# INPUT ROWS
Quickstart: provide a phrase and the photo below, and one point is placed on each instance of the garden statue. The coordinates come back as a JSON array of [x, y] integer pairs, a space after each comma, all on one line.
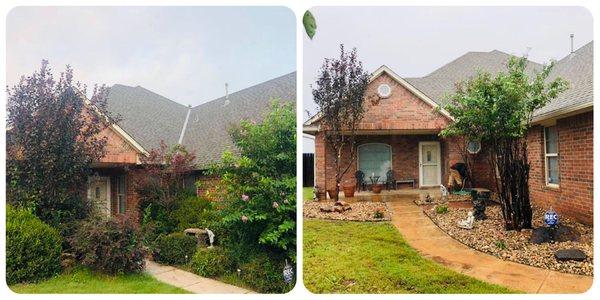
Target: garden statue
[[288, 273], [211, 237], [468, 223], [478, 197], [444, 191], [551, 220]]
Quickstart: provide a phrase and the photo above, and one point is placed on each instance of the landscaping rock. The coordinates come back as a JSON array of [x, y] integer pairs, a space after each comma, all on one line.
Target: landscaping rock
[[358, 211], [563, 234], [570, 254], [490, 237]]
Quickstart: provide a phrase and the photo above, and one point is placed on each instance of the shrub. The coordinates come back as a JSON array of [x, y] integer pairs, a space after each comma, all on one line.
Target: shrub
[[111, 246], [211, 262], [265, 274], [194, 212], [32, 247], [175, 248], [441, 209]]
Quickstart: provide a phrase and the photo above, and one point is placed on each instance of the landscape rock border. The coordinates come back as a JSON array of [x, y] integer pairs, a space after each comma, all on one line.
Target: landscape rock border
[[489, 236]]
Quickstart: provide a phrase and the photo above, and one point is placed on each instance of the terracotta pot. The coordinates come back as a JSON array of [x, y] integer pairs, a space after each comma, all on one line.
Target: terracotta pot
[[331, 194], [376, 188], [321, 195], [348, 191]]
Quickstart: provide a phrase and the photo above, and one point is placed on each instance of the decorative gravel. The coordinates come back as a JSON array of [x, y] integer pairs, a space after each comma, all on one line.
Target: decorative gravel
[[361, 211], [490, 237]]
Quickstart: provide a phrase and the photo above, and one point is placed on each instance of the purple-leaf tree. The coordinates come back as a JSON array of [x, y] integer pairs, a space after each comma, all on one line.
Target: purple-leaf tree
[[339, 94], [53, 137]]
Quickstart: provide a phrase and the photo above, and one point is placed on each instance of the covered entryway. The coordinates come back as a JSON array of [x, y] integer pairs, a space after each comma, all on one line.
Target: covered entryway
[[99, 193], [430, 169]]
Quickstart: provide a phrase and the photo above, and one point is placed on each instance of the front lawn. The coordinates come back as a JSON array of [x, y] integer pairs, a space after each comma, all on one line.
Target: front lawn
[[361, 257], [84, 281]]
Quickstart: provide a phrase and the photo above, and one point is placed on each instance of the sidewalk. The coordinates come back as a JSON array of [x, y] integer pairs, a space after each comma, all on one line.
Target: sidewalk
[[191, 282], [423, 235]]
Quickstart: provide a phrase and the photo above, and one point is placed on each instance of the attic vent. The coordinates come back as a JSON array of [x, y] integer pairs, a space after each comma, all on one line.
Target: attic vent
[[384, 90]]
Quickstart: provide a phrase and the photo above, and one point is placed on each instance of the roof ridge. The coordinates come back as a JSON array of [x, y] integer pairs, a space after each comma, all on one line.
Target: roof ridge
[[246, 88]]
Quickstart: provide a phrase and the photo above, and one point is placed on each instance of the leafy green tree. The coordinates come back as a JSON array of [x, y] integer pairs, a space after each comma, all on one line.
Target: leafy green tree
[[258, 185], [497, 110], [339, 93], [53, 138]]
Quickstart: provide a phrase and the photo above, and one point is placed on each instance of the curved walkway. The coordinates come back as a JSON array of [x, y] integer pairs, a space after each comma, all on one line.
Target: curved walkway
[[422, 234], [191, 282]]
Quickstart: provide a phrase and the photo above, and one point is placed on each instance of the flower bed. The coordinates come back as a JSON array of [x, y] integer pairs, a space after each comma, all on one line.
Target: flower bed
[[490, 237], [361, 211]]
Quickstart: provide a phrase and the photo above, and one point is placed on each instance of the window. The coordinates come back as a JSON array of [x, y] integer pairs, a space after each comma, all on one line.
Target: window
[[473, 147], [375, 159], [551, 155], [121, 188]]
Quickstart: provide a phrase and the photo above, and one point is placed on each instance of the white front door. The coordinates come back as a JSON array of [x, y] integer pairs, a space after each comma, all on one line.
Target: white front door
[[99, 193], [430, 171]]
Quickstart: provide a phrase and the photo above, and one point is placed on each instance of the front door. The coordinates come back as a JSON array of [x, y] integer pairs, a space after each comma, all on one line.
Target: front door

# YOUR OBJECTIVE
Reproduce every one of the records above verbatim, leaving out the pictures.

# TASK ANSWER
Quickstart: provide a phrase and the photo below, and one point is placed on each instance of the garden statue. The coordinates come back as a JSON array of [x, y] integer pairs, a space after each comma, all on one line.
Target: garden statue
[[288, 273], [211, 237], [468, 223], [478, 197], [444, 191], [551, 220]]
Quickstart: provide a phrase and the photo above, and one point is placed on each instance of the landscaping rock. The coordinates come back as a JSON array of [x, y] integer pairs, a space after each comma, all on one line.
Target: landscaping rock
[[358, 211], [563, 234], [570, 254], [490, 237]]
Quickstart: provide a phrase and the photo above, and one point is placed on each instance of the shrub. The coordinates come back as a JSON array of [x, y] integer pairs, a space after each comma, all on one line.
Target: shrub
[[111, 246], [211, 262], [265, 274], [194, 212], [32, 247], [175, 248], [441, 209]]
Quickstart: provide a phrase and the photo above, and one point is placed on each instance of the landscape rock border. The coordinates come back as a JSON array of [x, y] integer pairs, a space after each comma, all on one line.
Target: landscape rock border
[[489, 236]]
Quickstart: provide a phrase and the photo above, and one point is placed on each instance of the terracotta pot. The coordinates come back as a JSON array of [x, y] integer pairs, a space after each comma, all on one line.
Target: terracotta pot
[[331, 194], [376, 188], [321, 195], [348, 191]]
Quickstart: provide a phrase and the photo above, and one point is placed on each instance of the decorative gravel. The coordinates come back as a JSON array of [x, y] integer pairs, a space after each comma, all on one line.
Target: decorative gravel
[[361, 211], [490, 237]]
Quickstart: provide a phrase and the photo above, and one point is placed on each instance of the purple-leaf tree. The coordinates come back as a JSON array of [x, y] integer pairs, a space after each comma, all on one line.
Target: purple-leaf tree
[[339, 94], [53, 137]]
Quickstart: provide a phrase and the photo above, and one point is placed on each instance of the covered entryway. The coordinates come back as a JSON array of [x, y] integer pairs, a space after each comma, all on one line.
Target: covered entryway
[[99, 193], [430, 169]]
Quickstart: provide a phrase and the photo above, and one point is placed on each instance of the front lawn. The coordinates come back as a JSON array of [x, y] integer pairs, a space after each comma, all on one line.
Target: front lawn
[[361, 257], [84, 281]]
Quickstart: provide a phrase and the photo above, and one point is placed on each instance of the sidewalk. The coordinates come back as a JSON array of [x, y] integer pairs, a space after each comma, all on one line.
Target: sidewalk
[[191, 282], [423, 235]]
Quickstart: provide a phrase and the photo above, and one point is placed on each instance of the attic vent. The coordinates come back as a JSON array of [x, y] integer pairs, a space after each comma, all on one line.
Target: attic vent
[[384, 90]]
Quickstart: provide a phrase and the photo above, and one point is placed on each instance of the roof ridge. The coordinates come back as a JSON array of [x, y] integer pairs, a space after each comma, all on one line.
Target: roof ridge
[[246, 88]]
Quickstart: provide a phrase and the photo above, and one point is placed on each instance of the leafy green tree. The coordinates come back as a JSON array of [x, y] integer pairs, a space after each comma, all on one line.
Target: leafy green tree
[[258, 185], [497, 110], [339, 93], [53, 138]]
Quickstart: provide a phrase and the photo above, and one point is placed on each instance of the curved walkway. The coordinates come back as a JSON array of [x, y] integer pairs, a space after each comma, all on one line.
Target: curved walkway
[[422, 234], [191, 282]]
Quickstart: provide a phrase and the photo above, and one point is placed on each instance of the flower bed. The coordinates come back as a JSON array of [x, y] integer pairs, a space after each comma, all on one line.
Target: flower bed
[[490, 237], [361, 211]]
Quickstart: provide a phrase and the photo above, and one point is placed on each instance of the window. The coordinates come back as a JSON array of [x, y] integer pairs, a space after each comma, all on one line.
Target: window
[[473, 147], [375, 159], [551, 155], [121, 188]]
Quickstart: provide a phrase and the photo above, and one point is placed on each instance of the white front door. The coordinates come back as a JSON array of [x, y] integer pairs, a space after each comma, all on one line.
Target: white front door
[[99, 193], [430, 171]]
Quickstart: provide a phrase and the photo above, and one point is placed on each instance of the front door. The coordinates come back as a JSON array of [x, y] integer pairs, a space after each comma, all on one line.
Target: front door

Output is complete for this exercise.